• [INSTRUCCIONES]:
(1) Reescribe en forma de lista breve el párrafo del texto sobre ETA que comienza con «ETA nació hace cincuenta años», conservando sus datos principales.
(2) Prosigue el texto sobre ETA a partir de su última oración.

Cada vez que sucede un atentado de la banda asesina me pregunto si a algún político español aún le queda alguna duda sobre la utilidad de dialogar con la banda asesina.
ETA nació hace cincuenta años. En aquél principio contaba con ciertas simpatías en España y en el extranjero. Muchos antifranquistas aplaudían en secreto los asesinatos contra guardias civiles, policías, militares y gentes del régimen. Posteriormente, durante la transición y los primeros años ochenta, ETA quedó en evidencia. No era un grupo armado liberador de nadie, Se trataba de una banda cuyos miembros le habían tomado el gusto a vivir en la clandestinidad, a matar y a escapar aquella Francia que les daba un status prácticamente de exiliados políticos.

• [BLOQUE DE DATOS]:
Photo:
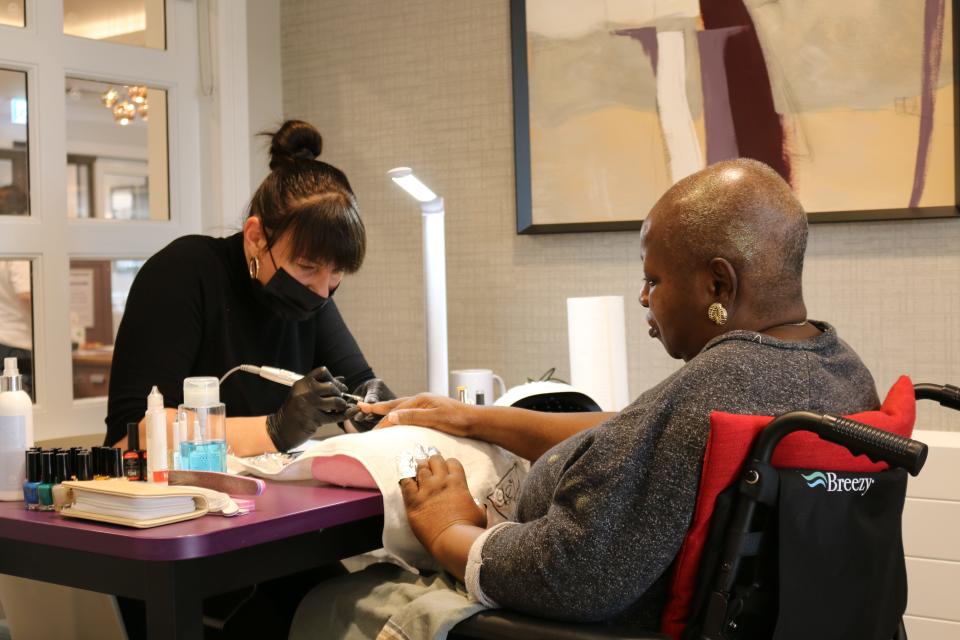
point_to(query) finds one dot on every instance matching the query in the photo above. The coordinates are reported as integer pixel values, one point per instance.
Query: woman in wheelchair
(609, 497)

• [RESULTADOS]:
(1)
- ETA nació hace cincuenta años.
- Al principio tenía ciertas simpatías en España y en el extranjero.
- Muchos antifranquistas aplaudían en secreto sus asesinatos de guardias civiles, policías, militares y gentes del régimen.
- Durante la transición y los primeros años ochenta, ETA quedó en evidencia.
- No era un grupo armado liberador, sino una banda cuyos miembros se habían aficionado a la clandestinidad, a matar y a escapar a Francia, que les daba un estatus prácticamente de exiliados políticos.

(2)
La coartada del antifranquismo, como causa, cayó durante la transición, revelando claramente las intenciones de los terroristas desde el principio: desbancar al Partido Nacionalista Vasco, al que consideraban un partido blando, burgués e incapaz de conseguir la independencia de las Vascongadas. Pero poco importó a los simpatizantes “demócratas” de los asesinos que estos hubieran perdido la aureola de héroes. ETA siguió asesinando, Herri Batasuna, su brazo político, continuó con su táctica del terror convirtiendo los pueblos y ciudades vascas en lugares donde la libertad solo existía para los independentistas, y el PNV asimiló su posición de ambigüedad frente a los asesinatos.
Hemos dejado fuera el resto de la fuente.